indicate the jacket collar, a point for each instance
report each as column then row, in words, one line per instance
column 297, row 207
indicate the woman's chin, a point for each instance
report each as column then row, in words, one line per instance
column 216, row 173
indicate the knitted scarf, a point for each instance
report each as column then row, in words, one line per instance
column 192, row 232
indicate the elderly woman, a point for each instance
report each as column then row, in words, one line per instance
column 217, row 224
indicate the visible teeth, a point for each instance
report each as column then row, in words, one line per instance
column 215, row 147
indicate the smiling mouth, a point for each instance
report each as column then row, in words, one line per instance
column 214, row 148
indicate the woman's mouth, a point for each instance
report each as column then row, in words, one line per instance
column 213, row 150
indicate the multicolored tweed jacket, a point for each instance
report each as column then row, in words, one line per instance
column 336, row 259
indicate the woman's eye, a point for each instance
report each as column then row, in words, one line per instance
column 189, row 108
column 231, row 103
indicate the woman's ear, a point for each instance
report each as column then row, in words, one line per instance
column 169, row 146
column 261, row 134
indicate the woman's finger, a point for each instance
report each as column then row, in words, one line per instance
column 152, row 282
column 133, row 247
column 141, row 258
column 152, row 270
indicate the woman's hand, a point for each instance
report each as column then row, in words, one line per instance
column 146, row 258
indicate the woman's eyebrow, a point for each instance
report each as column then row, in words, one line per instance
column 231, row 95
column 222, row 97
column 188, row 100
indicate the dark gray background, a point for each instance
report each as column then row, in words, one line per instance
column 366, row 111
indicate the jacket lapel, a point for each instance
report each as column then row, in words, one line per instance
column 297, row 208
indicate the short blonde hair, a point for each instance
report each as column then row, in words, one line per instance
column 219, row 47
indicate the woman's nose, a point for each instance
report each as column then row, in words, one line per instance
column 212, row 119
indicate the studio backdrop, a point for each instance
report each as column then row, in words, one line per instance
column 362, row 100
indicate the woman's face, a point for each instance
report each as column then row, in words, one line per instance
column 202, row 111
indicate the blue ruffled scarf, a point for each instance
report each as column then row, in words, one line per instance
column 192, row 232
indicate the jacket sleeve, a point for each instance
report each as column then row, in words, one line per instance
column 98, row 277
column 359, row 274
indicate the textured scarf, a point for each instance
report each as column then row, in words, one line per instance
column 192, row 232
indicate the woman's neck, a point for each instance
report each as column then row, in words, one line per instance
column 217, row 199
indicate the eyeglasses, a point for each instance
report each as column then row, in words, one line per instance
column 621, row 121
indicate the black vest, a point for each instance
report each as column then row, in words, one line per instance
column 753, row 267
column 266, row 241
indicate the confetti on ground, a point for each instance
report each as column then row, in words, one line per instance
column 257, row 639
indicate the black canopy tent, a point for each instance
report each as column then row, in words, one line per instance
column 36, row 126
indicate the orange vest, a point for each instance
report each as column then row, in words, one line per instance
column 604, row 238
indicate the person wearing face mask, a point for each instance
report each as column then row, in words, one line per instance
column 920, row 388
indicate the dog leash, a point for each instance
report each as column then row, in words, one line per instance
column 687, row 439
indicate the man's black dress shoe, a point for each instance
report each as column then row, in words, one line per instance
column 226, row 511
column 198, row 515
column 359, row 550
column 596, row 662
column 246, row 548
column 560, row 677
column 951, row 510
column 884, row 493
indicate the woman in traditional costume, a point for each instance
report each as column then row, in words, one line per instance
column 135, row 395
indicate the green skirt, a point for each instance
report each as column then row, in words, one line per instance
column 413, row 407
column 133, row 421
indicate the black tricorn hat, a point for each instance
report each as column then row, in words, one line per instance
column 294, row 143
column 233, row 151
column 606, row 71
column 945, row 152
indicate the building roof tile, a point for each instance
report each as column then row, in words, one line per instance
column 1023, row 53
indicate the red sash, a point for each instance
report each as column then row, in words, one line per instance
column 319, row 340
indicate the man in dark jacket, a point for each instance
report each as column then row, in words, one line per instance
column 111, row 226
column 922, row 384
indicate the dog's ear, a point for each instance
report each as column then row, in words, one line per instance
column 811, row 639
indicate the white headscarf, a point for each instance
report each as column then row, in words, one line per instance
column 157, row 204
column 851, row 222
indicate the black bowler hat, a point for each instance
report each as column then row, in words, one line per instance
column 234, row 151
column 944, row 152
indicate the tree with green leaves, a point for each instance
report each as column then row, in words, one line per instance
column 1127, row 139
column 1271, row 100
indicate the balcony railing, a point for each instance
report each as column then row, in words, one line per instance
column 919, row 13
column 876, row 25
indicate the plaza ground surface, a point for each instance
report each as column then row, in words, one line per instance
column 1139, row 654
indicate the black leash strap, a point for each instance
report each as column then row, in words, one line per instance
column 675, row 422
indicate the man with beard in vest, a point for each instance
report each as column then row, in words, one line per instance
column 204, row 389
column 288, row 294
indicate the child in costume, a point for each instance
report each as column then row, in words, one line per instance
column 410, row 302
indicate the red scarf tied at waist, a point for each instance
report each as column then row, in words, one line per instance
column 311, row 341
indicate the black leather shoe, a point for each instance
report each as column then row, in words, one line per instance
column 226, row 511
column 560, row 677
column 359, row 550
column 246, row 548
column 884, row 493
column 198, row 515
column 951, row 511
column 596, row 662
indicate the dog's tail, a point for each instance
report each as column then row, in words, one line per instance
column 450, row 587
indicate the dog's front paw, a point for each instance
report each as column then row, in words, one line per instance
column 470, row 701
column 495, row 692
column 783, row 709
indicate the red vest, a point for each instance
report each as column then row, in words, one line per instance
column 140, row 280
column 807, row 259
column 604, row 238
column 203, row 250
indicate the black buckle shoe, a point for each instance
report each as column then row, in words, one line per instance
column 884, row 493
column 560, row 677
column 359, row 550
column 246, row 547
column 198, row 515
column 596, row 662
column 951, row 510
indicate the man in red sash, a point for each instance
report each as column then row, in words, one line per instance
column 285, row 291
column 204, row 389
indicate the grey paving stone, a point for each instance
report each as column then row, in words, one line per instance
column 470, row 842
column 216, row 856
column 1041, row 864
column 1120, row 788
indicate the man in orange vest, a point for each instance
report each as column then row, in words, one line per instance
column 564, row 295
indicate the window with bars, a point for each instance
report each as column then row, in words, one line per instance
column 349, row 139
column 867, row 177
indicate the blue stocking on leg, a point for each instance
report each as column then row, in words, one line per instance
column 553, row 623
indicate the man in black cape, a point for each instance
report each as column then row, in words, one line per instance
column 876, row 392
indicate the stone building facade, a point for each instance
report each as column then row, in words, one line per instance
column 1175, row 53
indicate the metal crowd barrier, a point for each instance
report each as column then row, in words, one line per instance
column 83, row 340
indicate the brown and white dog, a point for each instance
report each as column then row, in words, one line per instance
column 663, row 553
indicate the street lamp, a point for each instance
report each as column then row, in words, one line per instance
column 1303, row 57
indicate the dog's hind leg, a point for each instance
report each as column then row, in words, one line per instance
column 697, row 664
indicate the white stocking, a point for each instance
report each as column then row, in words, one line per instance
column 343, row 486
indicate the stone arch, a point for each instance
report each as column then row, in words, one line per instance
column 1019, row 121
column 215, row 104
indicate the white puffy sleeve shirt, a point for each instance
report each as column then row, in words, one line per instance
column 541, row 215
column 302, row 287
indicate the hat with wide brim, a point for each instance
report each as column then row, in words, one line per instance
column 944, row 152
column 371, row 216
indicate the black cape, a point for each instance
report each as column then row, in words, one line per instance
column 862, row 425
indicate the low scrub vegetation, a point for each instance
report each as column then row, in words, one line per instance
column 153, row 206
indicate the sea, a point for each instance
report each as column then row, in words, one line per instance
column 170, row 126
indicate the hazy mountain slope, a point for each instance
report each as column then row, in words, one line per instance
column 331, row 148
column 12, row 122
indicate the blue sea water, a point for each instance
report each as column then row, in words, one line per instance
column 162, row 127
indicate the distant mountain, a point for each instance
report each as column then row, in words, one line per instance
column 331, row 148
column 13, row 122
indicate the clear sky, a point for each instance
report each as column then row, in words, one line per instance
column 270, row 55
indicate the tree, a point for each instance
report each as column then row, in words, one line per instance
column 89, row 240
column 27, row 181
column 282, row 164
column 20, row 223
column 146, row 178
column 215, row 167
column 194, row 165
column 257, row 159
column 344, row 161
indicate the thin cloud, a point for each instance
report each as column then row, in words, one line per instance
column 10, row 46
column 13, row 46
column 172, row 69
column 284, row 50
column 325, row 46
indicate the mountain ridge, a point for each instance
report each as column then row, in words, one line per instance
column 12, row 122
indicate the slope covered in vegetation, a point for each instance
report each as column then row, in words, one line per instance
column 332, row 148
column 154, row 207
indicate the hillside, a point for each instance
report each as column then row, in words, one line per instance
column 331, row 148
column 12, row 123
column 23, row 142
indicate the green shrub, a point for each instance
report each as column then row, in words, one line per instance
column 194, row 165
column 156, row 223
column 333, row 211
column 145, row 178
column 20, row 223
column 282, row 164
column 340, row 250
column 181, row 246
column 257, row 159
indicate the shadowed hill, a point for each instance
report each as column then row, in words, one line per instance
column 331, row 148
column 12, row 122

• Exercise aim:
Could you put the material above, beginning with the line that contains "indicate the jacket sleeve, a" and continuing through the line that contains "column 920, row 388", into a JSON list of strings with one string per line and blank lines left out?

• The solution:
[
  "indicate the jacket sleeve, a point for each instance",
  "report each as column then row, in words, one line per instance",
  "column 98, row 277",
  "column 359, row 274",
  "indicate the textured scarf, a point for each instance",
  "report each as column then row, in words, one line per instance",
  "column 192, row 232",
  "indicate the woman's neck, a point for each instance",
  "report each as column then row, in words, one line per instance",
  "column 217, row 199",
  "indicate the eyeglasses, a point for each instance",
  "report each as column then row, in words, one line per instance",
  "column 621, row 121",
  "indicate the black vest, a point for each instance",
  "report each as column then row, in words, one line per instance",
  "column 753, row 267",
  "column 266, row 241",
  "indicate the confetti on ground, a point for each instance",
  "report each as column then row, in words, one line per instance",
  "column 257, row 639",
  "indicate the black canopy tent, a point for each instance",
  "report each as column then row, in words, one line per instance",
  "column 36, row 126",
  "indicate the orange vest, a point for each instance",
  "report each as column then row, in words, one line per instance",
  "column 604, row 238",
  "indicate the person wearing face mask, a point for each instance",
  "report each as column then row, in words, one line per instance",
  "column 920, row 388"
]